What you are asked to do
Could you set out all of the records below as a numbered list, with any blank lines left out?

══════

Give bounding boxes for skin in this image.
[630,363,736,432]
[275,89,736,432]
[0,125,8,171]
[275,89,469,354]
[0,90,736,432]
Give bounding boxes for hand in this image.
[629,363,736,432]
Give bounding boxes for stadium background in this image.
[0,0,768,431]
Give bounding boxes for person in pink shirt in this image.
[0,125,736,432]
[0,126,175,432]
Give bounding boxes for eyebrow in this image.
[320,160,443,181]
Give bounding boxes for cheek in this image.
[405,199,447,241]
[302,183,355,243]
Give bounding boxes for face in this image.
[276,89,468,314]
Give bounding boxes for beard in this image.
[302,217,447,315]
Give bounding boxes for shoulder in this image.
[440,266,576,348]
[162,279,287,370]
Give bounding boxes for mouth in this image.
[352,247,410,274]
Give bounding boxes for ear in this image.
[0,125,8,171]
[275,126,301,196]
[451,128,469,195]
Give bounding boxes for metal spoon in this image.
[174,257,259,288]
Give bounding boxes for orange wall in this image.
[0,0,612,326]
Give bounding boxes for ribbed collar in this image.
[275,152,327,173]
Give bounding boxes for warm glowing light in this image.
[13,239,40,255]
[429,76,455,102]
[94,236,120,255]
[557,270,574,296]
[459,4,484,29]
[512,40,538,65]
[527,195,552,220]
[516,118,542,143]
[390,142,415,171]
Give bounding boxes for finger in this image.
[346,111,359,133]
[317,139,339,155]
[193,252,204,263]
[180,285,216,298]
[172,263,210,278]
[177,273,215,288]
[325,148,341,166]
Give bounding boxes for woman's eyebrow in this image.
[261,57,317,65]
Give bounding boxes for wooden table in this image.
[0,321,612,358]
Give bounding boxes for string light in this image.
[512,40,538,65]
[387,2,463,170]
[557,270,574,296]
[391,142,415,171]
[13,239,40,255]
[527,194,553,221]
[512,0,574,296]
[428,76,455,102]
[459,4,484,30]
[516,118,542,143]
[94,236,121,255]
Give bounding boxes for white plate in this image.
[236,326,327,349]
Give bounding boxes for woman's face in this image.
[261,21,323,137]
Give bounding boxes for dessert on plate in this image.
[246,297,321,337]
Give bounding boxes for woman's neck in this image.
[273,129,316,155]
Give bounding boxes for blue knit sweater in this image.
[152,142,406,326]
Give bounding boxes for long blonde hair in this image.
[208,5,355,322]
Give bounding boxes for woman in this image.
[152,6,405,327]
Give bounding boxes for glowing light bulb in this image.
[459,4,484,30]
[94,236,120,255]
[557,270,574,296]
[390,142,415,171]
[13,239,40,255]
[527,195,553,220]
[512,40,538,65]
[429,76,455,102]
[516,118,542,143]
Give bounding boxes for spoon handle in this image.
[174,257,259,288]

══════

Full response
1. Give bounding boxes for skin in this image.
2. [630,363,736,432]
3. [275,89,736,432]
4. [0,125,8,171]
5. [275,89,469,354]
6. [0,90,736,432]
7. Give bounding boxes for hand in this image.
8. [629,363,736,432]
9. Give bounding boxes for stadium background in this image.
10. [0,0,768,431]
11. Give bounding boxes for person in pink shirt in this image.
12. [0,125,736,432]
13. [0,126,175,432]
14. Give bounding boxes for eyebrow in this image.
15. [320,160,443,181]
16. Give bounding boxes for cheek in this image.
17. [405,199,447,241]
18. [302,183,355,243]
19. Give bounding boxes for face in this image.
20. [276,89,468,314]
21. Give bounding boxes for beard in this image.
22. [302,217,447,315]
23. Give bounding boxes for shoulder in this image.
24. [440,266,576,348]
25. [162,279,287,370]
26. Give bounding boxes for mouth in this image.
27. [352,247,410,274]
28. Give bounding boxes for ear in this image.
29. [0,125,8,171]
30. [275,126,301,196]
31. [451,128,469,195]
32. Give bounding boxes for metal spoon in this image.
33. [174,257,259,288]
34. Give bounding boxes for orange wall in this image.
35. [0,0,612,326]
36. Give bounding boxes for ribbed collar in this image.
37. [275,152,327,173]
38. Give bounding boxes for warm glowing light in this image.
39. [13,239,40,255]
40. [429,76,455,102]
41. [94,236,120,255]
42. [557,270,574,296]
43. [459,4,484,29]
44. [512,40,538,65]
45. [527,195,552,220]
46. [516,118,542,143]
47. [390,142,415,171]
48. Give bounding boxes for finger in this image.
49. [346,111,359,133]
50. [317,139,339,155]
51. [193,252,204,263]
52. [180,285,216,298]
53. [172,263,210,278]
54. [177,273,215,288]
55. [325,148,341,166]
56. Give bounding boxes for woman's eyebrow in this image.
57. [261,57,317,65]
58. Give bounding boxes for wooden table in this image.
59. [0,321,612,358]
60. Give bounding boxes for string light in this image.
61. [512,40,538,65]
62. [387,2,463,170]
63. [557,270,574,296]
64. [391,142,415,171]
65. [13,239,40,255]
66. [527,194,553,221]
67. [512,0,574,296]
68. [428,76,455,102]
69. [459,4,484,30]
70. [516,118,542,143]
71. [94,236,121,255]
72. Give bounding boxes for white plate in this image.
73. [236,326,327,349]
74. Give bounding boxes for woman's face in this image.
75. [261,21,323,137]
76. Give bounding boxes for dessert on plate in this image.
77. [246,297,321,337]
78. Give bounding boxes for woman's neck in this image.
79. [273,129,316,155]
80. Give bounding boxes for blue knit sweater in this image.
81. [152,142,406,326]
82. Give bounding boxes for long blonde hair in this image.
83. [208,5,355,322]
84. Give bounding boxes for woman in this image.
85. [152,6,405,327]
86. Give bounding boxes for glowing light bulb in this image.
87. [459,4,484,30]
88. [94,236,120,255]
89. [557,270,574,296]
90. [390,142,415,171]
91. [13,239,40,255]
92. [527,195,553,220]
93. [512,40,538,65]
94. [429,76,455,102]
95. [516,118,542,143]
96. Give bounding boxes for spoon handle in this image.
97. [174,257,259,288]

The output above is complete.